#### Instruction:
Collect every line in the records below that contains the string "foliage", matching case exactly.

#### Stored records:

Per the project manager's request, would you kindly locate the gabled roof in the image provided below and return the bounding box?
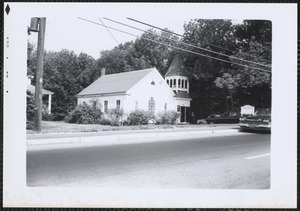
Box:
[165,54,186,77]
[77,68,156,96]
[27,84,53,95]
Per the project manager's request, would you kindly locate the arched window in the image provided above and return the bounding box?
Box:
[148,97,155,114]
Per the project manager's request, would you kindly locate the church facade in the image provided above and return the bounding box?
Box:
[77,56,191,122]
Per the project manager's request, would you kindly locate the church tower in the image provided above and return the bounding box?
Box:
[165,54,192,123]
[165,54,189,94]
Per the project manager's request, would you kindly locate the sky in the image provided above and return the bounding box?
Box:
[27,3,246,59]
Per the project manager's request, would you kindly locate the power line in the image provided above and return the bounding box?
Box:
[104,18,271,68]
[78,17,271,73]
[127,17,272,64]
[98,18,119,45]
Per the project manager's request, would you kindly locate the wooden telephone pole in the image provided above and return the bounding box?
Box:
[28,18,46,132]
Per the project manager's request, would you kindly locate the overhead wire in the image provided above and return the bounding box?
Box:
[98,18,120,45]
[103,17,271,68]
[78,17,271,73]
[127,17,272,64]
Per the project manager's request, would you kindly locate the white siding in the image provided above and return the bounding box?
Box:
[125,71,176,113]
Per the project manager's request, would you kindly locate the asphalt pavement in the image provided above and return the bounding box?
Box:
[27,131,270,189]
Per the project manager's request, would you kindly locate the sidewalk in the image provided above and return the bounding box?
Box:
[27,125,240,150]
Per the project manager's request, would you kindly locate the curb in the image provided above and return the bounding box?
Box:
[27,129,239,149]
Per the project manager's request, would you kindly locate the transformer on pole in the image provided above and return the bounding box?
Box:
[28,17,46,132]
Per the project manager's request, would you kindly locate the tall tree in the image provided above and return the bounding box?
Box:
[215,20,272,107]
[183,19,236,118]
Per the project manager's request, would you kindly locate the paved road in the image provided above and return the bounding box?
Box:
[27,133,270,189]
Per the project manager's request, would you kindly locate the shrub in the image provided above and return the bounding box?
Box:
[65,102,102,124]
[108,108,124,126]
[156,111,180,124]
[127,110,153,125]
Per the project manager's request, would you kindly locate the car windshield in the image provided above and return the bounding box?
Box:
[255,109,271,116]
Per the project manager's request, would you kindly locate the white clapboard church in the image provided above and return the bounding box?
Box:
[77,55,191,122]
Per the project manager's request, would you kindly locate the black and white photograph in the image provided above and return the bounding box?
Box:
[3,2,297,208]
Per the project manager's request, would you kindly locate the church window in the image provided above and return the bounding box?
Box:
[104,100,108,113]
[116,100,121,109]
[148,97,155,114]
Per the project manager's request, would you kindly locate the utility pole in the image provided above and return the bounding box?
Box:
[28,18,46,132]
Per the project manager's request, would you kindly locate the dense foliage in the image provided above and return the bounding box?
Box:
[27,19,272,124]
[65,101,102,124]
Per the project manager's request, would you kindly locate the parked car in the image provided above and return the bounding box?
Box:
[205,112,240,124]
[197,119,207,125]
[239,108,271,131]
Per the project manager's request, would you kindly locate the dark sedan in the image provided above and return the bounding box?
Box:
[239,108,271,131]
[205,112,240,124]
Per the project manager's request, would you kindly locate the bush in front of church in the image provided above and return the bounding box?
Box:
[126,109,153,125]
[156,111,180,124]
[65,103,102,124]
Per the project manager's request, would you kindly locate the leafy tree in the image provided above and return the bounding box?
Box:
[182,19,236,118]
[215,21,271,107]
[43,49,94,120]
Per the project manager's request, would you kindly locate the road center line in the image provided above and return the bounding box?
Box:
[245,153,270,160]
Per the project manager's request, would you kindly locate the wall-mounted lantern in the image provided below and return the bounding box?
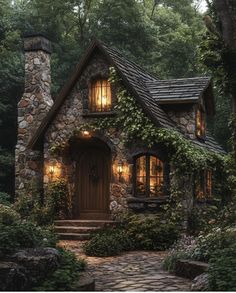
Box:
[48,160,57,181]
[82,130,91,138]
[117,160,124,181]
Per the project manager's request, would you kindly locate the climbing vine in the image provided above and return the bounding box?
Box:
[52,67,225,174]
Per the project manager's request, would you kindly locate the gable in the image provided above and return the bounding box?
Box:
[29,40,176,148]
[29,41,223,155]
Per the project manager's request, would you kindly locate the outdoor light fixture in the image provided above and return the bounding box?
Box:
[117,160,124,180]
[82,130,90,137]
[49,166,55,176]
[48,160,57,180]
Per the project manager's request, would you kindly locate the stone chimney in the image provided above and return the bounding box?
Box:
[15,34,53,193]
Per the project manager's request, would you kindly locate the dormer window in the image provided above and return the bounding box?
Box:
[89,79,111,112]
[134,154,164,197]
[195,169,213,200]
[196,108,206,139]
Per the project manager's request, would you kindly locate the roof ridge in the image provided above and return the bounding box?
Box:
[97,40,159,81]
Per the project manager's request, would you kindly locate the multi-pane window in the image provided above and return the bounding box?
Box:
[135,155,164,197]
[89,79,111,112]
[196,108,206,138]
[195,170,212,199]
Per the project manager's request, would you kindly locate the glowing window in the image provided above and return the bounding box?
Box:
[195,170,213,199]
[135,155,164,197]
[196,109,206,138]
[89,79,111,112]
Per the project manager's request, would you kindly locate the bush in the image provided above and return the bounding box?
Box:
[209,243,236,291]
[83,228,123,256]
[46,180,69,219]
[0,221,57,253]
[192,228,236,261]
[14,194,36,219]
[0,192,11,206]
[126,215,180,250]
[33,249,86,291]
[84,215,179,256]
[0,204,20,225]
[163,236,196,272]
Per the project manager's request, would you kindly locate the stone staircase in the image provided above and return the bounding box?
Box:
[54,220,117,241]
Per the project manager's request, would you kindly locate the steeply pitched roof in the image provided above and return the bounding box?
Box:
[147,77,210,104]
[146,77,214,114]
[29,40,222,151]
[29,40,176,147]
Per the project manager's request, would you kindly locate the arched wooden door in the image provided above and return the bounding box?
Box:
[75,147,111,220]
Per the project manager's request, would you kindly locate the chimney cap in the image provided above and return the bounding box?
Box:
[22,32,52,54]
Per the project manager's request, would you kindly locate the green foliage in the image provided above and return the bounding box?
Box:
[0,204,20,225]
[0,192,11,205]
[126,215,180,250]
[84,215,180,256]
[208,243,236,291]
[14,179,70,226]
[162,236,196,272]
[187,202,221,235]
[45,179,69,219]
[192,228,236,261]
[83,229,123,256]
[0,221,56,253]
[33,249,86,291]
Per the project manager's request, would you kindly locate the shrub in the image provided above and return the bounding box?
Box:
[84,215,179,256]
[209,243,236,291]
[46,180,69,219]
[83,228,123,256]
[163,236,196,272]
[187,204,219,235]
[0,204,20,225]
[0,221,56,253]
[33,249,86,291]
[192,228,236,261]
[126,215,180,250]
[0,192,11,205]
[14,194,35,219]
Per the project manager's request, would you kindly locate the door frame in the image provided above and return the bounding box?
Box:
[73,142,112,220]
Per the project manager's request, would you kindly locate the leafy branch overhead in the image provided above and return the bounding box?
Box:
[51,67,225,173]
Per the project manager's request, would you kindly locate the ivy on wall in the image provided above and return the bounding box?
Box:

#### Response to this exercise:
Per the project manager's request, would you kindly locate the dense foliage in the image provided above and return the bounding box?
Per the project manager's request, would you kindly locate the green foliage in the image provided above and return the bounding box?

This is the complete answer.